**BRIEF**
Find the line containing "Goal: Detect the olive green jacket". Reproduce it and every line after it up to the end of the records, exactly as written.

________________________

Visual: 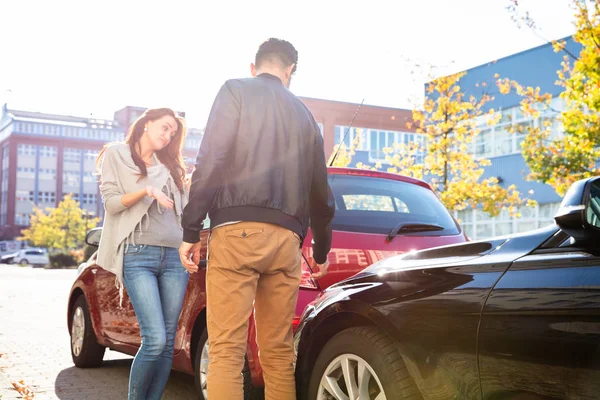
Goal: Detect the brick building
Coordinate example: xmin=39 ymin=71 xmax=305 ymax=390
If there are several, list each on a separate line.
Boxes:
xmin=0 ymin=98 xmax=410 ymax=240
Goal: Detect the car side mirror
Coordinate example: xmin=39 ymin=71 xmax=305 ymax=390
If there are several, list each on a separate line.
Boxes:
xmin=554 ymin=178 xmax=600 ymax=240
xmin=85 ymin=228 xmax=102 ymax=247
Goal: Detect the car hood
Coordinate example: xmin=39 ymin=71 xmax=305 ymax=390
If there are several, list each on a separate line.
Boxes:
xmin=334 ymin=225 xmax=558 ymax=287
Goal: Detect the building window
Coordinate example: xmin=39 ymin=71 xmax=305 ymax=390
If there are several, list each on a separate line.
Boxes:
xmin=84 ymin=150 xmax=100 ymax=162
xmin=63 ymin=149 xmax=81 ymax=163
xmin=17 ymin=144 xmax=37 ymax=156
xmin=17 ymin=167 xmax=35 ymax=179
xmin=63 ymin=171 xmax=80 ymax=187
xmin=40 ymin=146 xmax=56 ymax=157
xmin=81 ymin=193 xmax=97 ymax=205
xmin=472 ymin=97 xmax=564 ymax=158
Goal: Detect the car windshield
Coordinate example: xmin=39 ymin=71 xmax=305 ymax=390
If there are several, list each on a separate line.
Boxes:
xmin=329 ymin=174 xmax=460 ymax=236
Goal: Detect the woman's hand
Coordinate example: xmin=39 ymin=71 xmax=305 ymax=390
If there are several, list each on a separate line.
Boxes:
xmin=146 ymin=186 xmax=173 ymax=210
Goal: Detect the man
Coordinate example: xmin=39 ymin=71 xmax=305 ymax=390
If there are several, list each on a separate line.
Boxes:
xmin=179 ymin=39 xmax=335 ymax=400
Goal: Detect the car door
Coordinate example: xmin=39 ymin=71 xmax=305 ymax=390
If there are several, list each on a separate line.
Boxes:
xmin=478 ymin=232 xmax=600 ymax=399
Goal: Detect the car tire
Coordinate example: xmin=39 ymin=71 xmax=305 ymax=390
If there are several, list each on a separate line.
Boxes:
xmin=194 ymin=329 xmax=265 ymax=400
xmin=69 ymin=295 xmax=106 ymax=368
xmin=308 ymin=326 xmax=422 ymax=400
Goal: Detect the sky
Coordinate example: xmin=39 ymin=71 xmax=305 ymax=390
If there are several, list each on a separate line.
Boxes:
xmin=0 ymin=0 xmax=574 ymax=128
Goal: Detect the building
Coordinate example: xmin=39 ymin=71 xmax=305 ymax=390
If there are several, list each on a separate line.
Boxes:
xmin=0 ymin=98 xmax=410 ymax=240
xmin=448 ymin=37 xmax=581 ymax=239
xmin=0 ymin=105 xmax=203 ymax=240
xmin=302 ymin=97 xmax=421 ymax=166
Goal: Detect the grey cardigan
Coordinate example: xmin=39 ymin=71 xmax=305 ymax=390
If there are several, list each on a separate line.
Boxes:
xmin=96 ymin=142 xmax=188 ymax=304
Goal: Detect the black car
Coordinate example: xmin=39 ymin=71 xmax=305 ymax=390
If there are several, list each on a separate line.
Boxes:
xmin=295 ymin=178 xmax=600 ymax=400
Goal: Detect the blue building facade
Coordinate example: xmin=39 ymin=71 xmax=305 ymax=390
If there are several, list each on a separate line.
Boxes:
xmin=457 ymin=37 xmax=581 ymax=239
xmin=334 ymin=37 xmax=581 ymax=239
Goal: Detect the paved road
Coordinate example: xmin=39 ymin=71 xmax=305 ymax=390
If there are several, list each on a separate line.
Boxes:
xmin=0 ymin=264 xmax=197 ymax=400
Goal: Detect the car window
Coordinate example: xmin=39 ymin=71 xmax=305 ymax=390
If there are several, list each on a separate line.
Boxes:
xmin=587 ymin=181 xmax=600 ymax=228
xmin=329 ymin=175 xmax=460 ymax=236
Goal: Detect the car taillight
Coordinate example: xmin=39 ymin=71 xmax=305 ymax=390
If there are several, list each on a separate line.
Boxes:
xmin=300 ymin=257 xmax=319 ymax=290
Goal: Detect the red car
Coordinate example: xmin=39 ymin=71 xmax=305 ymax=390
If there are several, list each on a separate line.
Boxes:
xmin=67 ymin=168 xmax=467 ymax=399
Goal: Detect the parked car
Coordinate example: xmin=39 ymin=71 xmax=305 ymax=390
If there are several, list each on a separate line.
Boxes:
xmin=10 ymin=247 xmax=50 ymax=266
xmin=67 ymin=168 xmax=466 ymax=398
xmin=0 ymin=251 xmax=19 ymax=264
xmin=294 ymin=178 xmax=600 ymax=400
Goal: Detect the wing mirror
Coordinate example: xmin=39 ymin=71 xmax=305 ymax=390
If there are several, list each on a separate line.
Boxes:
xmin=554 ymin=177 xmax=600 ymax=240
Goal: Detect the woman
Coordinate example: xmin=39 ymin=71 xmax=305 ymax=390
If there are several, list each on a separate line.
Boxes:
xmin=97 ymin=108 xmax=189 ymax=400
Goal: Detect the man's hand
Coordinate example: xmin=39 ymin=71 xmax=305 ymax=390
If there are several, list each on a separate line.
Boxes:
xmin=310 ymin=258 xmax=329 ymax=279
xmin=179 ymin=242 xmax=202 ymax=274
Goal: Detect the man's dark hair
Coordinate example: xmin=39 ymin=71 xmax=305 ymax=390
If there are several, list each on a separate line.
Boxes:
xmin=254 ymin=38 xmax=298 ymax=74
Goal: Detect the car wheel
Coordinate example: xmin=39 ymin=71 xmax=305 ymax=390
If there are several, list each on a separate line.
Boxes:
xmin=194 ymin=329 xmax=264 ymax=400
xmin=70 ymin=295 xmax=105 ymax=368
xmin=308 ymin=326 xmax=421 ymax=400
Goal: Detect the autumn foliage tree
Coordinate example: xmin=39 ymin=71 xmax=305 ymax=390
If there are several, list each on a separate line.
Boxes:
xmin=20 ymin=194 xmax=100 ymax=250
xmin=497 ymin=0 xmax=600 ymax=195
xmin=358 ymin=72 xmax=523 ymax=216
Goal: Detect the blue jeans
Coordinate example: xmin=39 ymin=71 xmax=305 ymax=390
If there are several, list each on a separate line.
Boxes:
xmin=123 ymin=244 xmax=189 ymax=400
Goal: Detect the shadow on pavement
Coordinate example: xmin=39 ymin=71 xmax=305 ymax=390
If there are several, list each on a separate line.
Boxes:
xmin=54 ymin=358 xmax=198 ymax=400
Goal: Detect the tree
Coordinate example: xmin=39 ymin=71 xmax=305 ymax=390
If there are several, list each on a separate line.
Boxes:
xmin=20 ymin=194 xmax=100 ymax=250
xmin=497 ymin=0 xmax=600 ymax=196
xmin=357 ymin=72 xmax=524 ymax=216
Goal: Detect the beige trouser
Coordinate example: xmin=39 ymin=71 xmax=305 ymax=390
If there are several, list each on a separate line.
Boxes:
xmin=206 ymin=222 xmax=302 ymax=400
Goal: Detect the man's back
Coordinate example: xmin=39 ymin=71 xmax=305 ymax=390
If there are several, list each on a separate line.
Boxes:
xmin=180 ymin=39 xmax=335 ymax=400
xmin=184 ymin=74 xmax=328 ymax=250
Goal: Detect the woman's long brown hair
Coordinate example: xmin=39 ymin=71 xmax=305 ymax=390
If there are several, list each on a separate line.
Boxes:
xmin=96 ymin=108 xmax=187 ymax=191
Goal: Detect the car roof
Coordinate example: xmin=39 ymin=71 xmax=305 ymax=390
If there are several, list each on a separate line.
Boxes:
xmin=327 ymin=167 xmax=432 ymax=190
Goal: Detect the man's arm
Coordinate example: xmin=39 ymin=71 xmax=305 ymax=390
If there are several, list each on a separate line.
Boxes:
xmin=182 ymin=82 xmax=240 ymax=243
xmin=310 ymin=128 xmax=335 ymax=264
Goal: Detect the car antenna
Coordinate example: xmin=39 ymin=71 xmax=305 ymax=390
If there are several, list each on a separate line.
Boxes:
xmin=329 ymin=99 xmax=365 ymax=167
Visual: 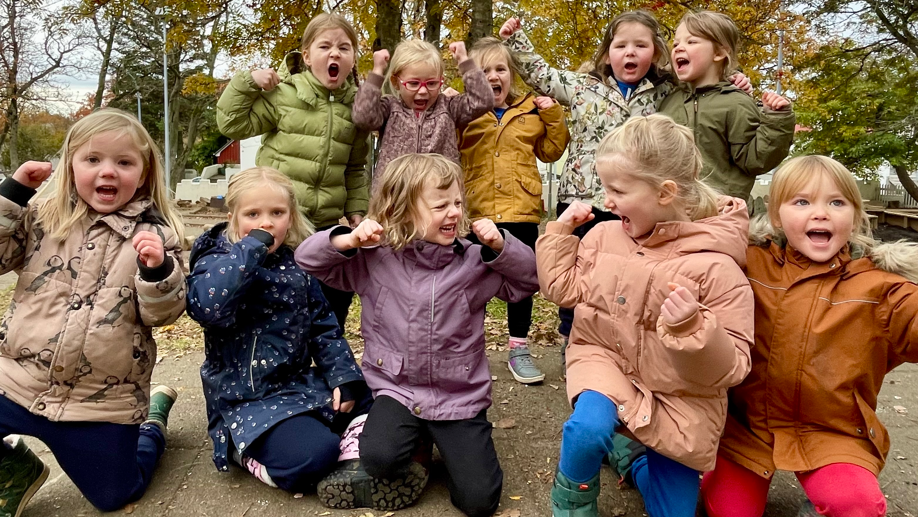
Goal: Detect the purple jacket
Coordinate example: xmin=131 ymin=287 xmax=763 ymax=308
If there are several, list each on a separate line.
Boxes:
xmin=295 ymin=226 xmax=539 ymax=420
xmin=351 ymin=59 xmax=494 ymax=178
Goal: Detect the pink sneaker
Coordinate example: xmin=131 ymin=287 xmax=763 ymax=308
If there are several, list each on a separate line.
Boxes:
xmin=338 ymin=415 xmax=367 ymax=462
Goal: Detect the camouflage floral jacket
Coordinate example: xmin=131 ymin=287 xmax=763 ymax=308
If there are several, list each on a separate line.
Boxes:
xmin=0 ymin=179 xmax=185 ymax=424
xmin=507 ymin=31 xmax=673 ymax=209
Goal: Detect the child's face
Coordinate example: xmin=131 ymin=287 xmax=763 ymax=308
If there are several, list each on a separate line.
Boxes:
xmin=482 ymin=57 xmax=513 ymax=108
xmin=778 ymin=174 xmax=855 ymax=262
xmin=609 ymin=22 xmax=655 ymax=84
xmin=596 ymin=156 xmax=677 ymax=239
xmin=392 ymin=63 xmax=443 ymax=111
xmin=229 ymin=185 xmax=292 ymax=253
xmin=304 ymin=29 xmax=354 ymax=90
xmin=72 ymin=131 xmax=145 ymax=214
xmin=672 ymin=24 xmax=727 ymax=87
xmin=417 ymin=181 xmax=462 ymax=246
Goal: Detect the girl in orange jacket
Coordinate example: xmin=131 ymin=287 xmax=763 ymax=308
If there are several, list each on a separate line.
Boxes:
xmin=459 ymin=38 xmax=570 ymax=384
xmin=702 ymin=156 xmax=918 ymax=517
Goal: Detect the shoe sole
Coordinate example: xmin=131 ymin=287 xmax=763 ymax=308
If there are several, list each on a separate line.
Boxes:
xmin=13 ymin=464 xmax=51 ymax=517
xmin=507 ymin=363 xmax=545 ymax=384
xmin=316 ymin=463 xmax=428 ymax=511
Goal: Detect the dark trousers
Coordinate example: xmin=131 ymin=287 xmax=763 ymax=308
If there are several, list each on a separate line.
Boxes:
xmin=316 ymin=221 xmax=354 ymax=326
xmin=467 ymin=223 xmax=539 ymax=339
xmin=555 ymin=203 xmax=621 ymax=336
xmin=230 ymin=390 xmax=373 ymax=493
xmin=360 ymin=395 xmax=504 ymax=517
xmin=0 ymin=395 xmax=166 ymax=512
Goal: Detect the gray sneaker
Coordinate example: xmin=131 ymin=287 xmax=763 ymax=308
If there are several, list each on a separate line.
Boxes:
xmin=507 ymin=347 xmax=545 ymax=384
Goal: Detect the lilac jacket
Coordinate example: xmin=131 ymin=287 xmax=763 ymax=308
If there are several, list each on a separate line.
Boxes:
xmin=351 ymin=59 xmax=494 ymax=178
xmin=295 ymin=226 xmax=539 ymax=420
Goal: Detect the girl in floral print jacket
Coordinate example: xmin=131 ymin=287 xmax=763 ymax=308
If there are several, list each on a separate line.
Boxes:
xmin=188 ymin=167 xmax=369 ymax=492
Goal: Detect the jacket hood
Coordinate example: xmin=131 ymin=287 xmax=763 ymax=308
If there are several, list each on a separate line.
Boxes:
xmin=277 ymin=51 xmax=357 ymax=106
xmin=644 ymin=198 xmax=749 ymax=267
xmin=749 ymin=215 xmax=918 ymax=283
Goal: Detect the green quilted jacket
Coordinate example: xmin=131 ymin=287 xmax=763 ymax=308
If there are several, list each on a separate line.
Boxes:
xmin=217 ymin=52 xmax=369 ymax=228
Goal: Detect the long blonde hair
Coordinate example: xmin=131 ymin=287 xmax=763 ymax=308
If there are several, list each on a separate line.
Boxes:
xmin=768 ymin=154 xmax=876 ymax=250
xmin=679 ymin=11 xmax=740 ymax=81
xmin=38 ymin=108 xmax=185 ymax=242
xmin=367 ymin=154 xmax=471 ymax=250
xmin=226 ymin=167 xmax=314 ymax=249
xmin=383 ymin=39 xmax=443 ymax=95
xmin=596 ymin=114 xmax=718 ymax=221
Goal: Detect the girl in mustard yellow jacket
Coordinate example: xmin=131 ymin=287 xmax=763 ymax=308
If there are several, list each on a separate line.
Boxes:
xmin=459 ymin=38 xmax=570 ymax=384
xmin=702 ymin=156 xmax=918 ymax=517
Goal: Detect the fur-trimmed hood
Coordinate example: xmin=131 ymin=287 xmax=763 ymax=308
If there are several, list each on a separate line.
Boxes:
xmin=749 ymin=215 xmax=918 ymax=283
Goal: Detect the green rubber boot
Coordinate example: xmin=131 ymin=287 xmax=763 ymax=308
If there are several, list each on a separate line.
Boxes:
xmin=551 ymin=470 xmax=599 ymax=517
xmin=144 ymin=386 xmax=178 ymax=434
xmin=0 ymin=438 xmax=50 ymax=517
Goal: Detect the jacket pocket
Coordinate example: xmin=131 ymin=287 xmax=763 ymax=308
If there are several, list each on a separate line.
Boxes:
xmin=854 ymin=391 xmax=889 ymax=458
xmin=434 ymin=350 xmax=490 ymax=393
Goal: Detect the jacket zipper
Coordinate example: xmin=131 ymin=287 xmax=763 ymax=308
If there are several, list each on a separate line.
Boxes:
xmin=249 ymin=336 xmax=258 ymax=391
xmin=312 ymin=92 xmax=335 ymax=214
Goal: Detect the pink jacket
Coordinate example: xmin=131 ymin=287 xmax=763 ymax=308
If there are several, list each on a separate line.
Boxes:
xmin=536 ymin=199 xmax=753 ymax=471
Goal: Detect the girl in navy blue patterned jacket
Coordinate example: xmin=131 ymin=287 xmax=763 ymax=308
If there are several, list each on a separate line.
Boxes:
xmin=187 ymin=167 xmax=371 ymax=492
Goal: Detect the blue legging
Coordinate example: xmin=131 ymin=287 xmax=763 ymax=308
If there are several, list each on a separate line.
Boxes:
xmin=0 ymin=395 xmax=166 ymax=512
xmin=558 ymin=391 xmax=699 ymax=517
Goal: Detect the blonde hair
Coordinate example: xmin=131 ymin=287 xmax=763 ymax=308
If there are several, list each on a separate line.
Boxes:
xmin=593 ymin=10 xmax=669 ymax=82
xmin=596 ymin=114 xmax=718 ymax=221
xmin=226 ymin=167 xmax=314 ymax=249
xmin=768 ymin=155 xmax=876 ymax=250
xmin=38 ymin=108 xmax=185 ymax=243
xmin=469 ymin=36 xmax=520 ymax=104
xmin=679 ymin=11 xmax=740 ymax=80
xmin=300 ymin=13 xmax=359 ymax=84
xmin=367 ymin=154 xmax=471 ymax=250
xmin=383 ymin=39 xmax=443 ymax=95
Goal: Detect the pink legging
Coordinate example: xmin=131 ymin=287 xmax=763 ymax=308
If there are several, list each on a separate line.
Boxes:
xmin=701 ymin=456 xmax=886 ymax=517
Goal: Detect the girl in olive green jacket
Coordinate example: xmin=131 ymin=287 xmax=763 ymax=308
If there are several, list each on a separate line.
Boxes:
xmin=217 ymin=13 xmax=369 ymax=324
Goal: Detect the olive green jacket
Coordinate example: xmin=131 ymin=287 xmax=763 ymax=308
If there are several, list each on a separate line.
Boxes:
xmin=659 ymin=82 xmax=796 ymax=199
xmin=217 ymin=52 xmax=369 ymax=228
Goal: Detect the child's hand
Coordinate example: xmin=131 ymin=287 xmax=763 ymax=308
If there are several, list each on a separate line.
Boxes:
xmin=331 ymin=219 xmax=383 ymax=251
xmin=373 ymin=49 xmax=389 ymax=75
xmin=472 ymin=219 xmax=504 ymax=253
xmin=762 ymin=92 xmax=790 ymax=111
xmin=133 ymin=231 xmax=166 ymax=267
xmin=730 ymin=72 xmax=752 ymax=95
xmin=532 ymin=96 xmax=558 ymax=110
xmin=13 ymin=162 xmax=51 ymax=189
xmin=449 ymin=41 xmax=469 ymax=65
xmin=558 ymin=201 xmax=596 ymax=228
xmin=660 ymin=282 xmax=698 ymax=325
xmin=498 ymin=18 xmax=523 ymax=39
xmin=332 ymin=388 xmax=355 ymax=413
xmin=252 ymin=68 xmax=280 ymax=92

________________________

**REPLY TO THE EXERCISE**
Goal: Detect the olive green jacket
Coordinate example: xmin=131 ymin=287 xmax=763 ymax=308
If there are several, list each on a separate line.
Boxes:
xmin=659 ymin=82 xmax=796 ymax=199
xmin=217 ymin=52 xmax=369 ymax=228
Goal: Detect the child's hand
Coordinate example: xmin=131 ymin=287 xmax=763 ymax=308
If there are several, list each on a separate line.
Boxes:
xmin=331 ymin=219 xmax=383 ymax=251
xmin=373 ymin=49 xmax=389 ymax=75
xmin=472 ymin=219 xmax=504 ymax=253
xmin=762 ymin=92 xmax=790 ymax=111
xmin=133 ymin=231 xmax=166 ymax=267
xmin=730 ymin=72 xmax=752 ymax=95
xmin=532 ymin=96 xmax=558 ymax=110
xmin=13 ymin=162 xmax=51 ymax=189
xmin=449 ymin=41 xmax=469 ymax=65
xmin=558 ymin=201 xmax=596 ymax=228
xmin=660 ymin=282 xmax=698 ymax=325
xmin=498 ymin=18 xmax=523 ymax=39
xmin=332 ymin=388 xmax=355 ymax=413
xmin=252 ymin=68 xmax=280 ymax=92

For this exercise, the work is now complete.